(Source extract begins)

The foundations of Ozu’s pillow shots are evidently being laid in I Was Born, But…, though even more pervasive is his subtle yet purposeful positioning of the camera, taking the perspective of a child by setting it no more than just a few feet above the ground. Adults tower over us from this angle, and when Chichi’s disillusioned sons destroy his ego, he too sinks low in the frame to meet us where we sit. His humiliation is felt even further in the Ozu’s visual divisions, isolating him in windows and doorways, and once again affirming the extraordinary artistic mind which would eventually perfect the art of developing character through mise-en-scène.

Much more unusual for Ozu is the proliferation of tracking shots on display here, rolling past workers and students alike as they write at their desks. The formal parallels between generations continue to reveal themselves in this stylistic device, trapping both in rigid institutions which require submissive compliance from their subjects, though it is also there where Chichi and his sons diverge in their responses.

Disappointed that their father does not model the same upstanding behaviour he preaches, Keiji and Ryoichi attempt a hunger strike, sitting in the garden and turning their backs to the house. Ozu’s comedy is not patronising, but nevertheless finds levity in the brothers’ endearing synchronicity, eventually giving in to their mother’s rice balls and even opening up to their father once again. “What are you going to be when you grow up?” he tenderly asks, taking a seat next to them. “A lieutenant general,” Keiji responds, reasoning that he can’t be a full lieutenant since that will be Ryoichi’s job. Even if Chichi isn’t the perfect image of a respected family man, still there remains a childlike hope that their spirits will not be crushed in the same way.

Then again, can we really judge a father based on the subjective opinions of their children? “Who’s got the best dad, you or us?” Ryoichi asks Taro, continuing their petty competition. “You do,” his new friend answers after some hesitation. “No, you do,” Ryoichi responds in confusion – but really, the different is negligible. These men and boys are simply doing their best navigating the pressures of families and peers, trying to find external validation while remaining true to themselves, and it is there where Ozu grants individuals of all ages equal understanding. Within the messy entanglement of power and status, the formal mirroring of I Was Born, But… reveals that conflict at the root of our common insecurities, as well as the sweet, liberating affirmation we never stop pursuing from infancy through adulthood.

I Was Born, But… is currently streaming on The Criterion Channel.

Vampyr (1932)

Carl Theodor Dreyer | 1hr 15min

Caught in the transition from silent to sound film, Carl Theodor Dreyer constructs a peculiar aberration of a horror film in Vampyr, absorbing us into a waking nightmare that only occasionally disrupts its eerie quiet with isolated lines of dialogue. Though it is a work of primal, symbolic imagery, it still presents exposition to us through intertitles, lifting passages from the book that occult fanatic Allan Gray is given at the start of the film – “The Strange History of Vampires.” Accounts of these creatures’ enslaved victims and mortal weaknesses are divulged here, guiding Allan through a supernatural conspiracy located in the castles and villages of rural France, and weaving an astoundingly cryptic allegory of European fascism.

(Source extract ends)

=== What you are asked to do ===
Rewrite the film review's passage between "Then again, can" and "infancy through adulthood.", inclusive, replacing "petty competition" with "friendly rivalry". The entries that follow are separate material and are not connected to the film review above.

(Dataset extract begins)

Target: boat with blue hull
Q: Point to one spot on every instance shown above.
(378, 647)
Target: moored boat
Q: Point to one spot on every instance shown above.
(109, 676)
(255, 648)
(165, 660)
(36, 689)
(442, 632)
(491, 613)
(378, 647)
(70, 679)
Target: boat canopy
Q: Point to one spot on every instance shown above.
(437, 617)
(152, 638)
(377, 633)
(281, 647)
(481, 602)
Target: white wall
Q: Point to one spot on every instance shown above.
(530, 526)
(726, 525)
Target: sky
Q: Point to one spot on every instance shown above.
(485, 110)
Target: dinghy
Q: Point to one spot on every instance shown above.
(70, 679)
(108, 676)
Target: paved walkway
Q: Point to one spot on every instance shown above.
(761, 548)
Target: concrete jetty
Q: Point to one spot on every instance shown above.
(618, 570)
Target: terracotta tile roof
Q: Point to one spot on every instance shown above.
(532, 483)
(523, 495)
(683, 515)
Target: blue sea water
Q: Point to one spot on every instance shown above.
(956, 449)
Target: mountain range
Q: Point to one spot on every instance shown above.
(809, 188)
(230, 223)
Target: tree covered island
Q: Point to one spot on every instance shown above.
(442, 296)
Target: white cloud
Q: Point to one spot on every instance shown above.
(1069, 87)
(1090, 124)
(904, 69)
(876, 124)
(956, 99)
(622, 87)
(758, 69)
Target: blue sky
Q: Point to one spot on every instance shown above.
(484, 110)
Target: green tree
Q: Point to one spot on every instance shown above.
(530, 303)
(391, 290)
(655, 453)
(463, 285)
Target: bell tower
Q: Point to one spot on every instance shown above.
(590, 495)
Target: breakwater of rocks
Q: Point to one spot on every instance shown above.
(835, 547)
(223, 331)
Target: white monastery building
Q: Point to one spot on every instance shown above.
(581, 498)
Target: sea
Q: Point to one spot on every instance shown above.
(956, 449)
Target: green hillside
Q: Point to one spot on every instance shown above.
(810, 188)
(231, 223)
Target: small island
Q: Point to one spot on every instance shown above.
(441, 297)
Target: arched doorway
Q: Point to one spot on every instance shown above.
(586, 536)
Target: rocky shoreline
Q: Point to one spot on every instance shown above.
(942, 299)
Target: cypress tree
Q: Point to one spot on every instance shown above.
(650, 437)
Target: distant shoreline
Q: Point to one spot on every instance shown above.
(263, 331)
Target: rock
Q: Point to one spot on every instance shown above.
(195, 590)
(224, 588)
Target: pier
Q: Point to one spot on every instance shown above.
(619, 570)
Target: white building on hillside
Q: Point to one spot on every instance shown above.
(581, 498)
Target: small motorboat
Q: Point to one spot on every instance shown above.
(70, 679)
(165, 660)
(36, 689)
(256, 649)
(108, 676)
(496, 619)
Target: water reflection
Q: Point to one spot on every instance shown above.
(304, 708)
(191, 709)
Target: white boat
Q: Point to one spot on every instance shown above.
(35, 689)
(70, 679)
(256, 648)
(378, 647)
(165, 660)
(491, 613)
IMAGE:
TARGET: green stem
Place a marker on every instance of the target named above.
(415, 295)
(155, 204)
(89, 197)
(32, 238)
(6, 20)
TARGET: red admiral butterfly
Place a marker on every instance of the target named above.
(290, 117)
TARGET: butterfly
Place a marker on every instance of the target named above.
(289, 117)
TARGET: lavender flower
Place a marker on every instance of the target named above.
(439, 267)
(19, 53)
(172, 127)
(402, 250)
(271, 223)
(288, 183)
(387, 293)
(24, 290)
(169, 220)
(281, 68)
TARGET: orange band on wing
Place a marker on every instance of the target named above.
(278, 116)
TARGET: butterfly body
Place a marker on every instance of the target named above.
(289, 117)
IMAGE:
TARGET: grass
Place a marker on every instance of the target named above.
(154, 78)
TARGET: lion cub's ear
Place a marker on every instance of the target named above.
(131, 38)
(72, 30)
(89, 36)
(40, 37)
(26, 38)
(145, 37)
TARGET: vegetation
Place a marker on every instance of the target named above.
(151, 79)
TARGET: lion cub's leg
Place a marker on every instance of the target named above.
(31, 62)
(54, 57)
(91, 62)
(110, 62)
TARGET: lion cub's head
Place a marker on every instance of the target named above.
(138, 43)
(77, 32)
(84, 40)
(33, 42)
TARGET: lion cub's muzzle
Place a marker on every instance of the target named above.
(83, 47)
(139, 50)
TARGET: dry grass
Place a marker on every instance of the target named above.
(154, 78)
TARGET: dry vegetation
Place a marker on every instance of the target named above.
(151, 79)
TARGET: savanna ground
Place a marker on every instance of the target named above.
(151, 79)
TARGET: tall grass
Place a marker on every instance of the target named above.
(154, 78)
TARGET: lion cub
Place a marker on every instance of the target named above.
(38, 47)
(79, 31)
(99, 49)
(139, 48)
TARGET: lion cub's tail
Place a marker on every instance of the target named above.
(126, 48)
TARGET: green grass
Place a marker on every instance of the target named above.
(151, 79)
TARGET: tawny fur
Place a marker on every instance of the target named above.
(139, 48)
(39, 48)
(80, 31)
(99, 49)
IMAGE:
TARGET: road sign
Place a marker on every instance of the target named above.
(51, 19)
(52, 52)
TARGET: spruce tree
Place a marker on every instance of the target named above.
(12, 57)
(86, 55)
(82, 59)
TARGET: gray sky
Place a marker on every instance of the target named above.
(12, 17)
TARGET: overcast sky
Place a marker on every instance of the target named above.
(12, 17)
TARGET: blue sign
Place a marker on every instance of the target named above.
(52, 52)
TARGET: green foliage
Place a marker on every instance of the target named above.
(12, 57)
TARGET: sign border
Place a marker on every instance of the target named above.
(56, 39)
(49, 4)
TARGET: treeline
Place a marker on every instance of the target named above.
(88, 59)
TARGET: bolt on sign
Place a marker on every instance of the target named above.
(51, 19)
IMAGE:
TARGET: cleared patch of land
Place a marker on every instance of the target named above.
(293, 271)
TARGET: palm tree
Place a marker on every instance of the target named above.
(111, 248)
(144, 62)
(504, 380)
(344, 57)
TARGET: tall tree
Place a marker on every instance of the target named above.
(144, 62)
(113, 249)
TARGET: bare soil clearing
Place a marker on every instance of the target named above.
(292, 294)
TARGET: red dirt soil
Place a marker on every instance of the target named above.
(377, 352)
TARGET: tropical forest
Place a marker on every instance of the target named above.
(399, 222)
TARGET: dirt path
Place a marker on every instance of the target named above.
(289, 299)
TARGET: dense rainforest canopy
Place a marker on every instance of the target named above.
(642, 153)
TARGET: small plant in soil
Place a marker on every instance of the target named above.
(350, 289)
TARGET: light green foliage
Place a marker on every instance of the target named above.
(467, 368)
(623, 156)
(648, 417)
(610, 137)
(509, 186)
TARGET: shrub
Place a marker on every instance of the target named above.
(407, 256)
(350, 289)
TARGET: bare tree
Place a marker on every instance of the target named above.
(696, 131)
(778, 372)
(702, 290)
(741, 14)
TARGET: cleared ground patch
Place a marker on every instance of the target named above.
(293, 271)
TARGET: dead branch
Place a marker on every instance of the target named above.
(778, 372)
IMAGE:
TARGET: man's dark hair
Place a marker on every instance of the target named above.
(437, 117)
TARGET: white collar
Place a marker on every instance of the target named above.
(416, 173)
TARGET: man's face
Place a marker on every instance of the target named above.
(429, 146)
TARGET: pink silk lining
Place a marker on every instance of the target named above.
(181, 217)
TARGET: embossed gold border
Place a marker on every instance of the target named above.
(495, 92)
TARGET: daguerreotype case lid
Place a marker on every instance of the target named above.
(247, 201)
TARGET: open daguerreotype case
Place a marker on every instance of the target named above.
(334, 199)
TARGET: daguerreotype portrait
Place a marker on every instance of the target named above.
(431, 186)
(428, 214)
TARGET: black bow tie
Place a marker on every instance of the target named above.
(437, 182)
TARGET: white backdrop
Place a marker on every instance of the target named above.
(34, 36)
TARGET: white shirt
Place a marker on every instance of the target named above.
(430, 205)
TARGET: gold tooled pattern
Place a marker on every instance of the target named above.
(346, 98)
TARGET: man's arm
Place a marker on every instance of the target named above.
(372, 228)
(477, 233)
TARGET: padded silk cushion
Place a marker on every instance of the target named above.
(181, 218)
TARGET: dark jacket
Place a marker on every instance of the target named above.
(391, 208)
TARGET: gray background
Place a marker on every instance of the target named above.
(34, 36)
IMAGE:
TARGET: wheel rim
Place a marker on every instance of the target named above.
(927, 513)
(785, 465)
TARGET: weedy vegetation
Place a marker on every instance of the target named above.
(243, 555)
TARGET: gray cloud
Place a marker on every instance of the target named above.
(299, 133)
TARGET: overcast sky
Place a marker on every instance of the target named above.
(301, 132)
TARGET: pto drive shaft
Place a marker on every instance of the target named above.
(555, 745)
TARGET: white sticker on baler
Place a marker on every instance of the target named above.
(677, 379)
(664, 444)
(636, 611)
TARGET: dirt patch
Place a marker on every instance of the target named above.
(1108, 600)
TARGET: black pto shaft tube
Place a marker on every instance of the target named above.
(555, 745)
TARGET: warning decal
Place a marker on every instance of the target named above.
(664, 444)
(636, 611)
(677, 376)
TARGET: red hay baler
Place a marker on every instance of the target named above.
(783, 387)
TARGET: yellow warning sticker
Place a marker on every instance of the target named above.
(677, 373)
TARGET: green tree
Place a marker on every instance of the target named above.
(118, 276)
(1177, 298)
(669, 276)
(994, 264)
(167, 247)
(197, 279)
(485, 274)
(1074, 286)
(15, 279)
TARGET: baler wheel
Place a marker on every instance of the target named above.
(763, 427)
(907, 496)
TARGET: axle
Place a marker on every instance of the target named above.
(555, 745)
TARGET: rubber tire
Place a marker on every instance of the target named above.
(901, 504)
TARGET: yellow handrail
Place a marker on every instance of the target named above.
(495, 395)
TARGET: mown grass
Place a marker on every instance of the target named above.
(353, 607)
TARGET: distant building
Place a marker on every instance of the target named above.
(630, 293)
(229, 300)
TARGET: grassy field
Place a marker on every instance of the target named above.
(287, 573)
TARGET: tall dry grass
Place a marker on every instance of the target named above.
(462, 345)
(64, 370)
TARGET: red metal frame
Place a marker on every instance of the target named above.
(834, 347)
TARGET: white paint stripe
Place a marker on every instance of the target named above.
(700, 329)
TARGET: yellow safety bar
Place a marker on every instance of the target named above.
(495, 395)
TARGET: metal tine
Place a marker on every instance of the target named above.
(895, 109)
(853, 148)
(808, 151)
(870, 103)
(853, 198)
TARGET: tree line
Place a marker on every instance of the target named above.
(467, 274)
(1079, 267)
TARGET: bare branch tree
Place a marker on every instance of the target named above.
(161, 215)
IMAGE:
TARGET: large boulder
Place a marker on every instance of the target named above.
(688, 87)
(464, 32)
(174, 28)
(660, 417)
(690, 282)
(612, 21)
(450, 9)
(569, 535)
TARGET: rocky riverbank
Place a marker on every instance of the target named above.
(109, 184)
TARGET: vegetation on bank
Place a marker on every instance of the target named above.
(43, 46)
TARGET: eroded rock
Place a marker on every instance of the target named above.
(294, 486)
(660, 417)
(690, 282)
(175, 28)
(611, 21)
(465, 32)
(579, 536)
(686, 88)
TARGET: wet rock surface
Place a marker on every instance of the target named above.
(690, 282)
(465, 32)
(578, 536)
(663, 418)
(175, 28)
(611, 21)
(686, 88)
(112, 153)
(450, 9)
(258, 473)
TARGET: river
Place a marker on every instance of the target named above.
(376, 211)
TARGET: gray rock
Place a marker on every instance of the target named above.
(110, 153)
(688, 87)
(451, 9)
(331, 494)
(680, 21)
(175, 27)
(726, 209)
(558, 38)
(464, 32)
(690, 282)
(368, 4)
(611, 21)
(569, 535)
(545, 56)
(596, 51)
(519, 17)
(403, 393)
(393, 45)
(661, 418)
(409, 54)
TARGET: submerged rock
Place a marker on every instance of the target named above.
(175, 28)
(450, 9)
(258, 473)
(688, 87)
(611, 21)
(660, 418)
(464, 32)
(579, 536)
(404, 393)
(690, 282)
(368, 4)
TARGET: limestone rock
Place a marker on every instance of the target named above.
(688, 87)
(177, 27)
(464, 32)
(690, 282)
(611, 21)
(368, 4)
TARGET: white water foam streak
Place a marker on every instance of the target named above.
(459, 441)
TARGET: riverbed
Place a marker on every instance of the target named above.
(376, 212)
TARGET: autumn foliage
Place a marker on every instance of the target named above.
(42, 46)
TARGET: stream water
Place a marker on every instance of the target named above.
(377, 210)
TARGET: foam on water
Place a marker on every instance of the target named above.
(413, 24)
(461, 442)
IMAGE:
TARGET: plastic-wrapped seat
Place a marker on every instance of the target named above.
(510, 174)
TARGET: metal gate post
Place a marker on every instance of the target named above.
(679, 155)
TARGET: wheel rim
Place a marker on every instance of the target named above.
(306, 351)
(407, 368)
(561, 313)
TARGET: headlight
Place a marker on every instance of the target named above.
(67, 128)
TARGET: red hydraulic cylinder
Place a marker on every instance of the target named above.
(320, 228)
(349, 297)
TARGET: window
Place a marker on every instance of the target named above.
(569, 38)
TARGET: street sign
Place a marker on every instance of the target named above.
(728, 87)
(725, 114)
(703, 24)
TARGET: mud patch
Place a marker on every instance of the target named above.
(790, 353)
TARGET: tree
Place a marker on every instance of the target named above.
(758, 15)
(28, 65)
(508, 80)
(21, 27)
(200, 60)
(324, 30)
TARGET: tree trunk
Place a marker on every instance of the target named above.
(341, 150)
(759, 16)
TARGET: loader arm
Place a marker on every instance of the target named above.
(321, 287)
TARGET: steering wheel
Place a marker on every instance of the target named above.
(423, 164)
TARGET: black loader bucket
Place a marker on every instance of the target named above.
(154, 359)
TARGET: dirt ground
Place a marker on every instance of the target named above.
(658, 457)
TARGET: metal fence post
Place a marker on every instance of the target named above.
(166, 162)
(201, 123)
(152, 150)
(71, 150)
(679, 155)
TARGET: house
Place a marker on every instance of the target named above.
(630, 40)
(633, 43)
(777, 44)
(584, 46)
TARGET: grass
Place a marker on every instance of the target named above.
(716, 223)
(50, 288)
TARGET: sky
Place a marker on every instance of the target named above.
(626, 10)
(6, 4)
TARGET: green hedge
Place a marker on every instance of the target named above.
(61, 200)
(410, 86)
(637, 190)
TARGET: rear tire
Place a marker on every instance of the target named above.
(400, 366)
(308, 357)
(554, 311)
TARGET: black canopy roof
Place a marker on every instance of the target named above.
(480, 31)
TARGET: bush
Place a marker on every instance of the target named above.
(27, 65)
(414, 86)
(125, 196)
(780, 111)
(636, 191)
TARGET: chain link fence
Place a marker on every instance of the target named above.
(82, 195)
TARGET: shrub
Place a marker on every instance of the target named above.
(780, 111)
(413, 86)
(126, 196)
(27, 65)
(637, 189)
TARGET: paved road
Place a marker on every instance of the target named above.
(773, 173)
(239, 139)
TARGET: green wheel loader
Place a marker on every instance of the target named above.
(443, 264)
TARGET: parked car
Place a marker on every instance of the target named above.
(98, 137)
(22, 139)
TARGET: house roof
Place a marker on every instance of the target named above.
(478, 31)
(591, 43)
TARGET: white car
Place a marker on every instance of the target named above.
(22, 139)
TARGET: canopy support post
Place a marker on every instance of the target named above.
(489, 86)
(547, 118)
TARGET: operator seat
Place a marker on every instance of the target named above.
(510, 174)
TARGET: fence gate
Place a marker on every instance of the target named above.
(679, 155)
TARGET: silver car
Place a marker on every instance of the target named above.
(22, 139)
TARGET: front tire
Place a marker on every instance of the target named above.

(Dataset extract ends)

=== Exercise response ===
Then again, can we really judge a father based on the subjective opinions of their children? “Who’s got the best dad, you or us?” Ryoichi asks Taro, continuing their friendly rivalry. “You do,” his new friend answers after some hesitation. “No, you do,” Ryoichi responds in confusion – but really, the different is negligible. These men and boys are simply doing their best navigating the pressures of families and peers, trying to find external validation while remaining true to themselves, and it is there where Ozu grants individuals of all ages equal understanding. Within the messy entanglement of power and status, the formal mirroring of I Was Born, But… reveals that conflict at the root of our common insecurities, as well as the sweet, liberating affirmation we never stop pursuing from infancy through adulthood.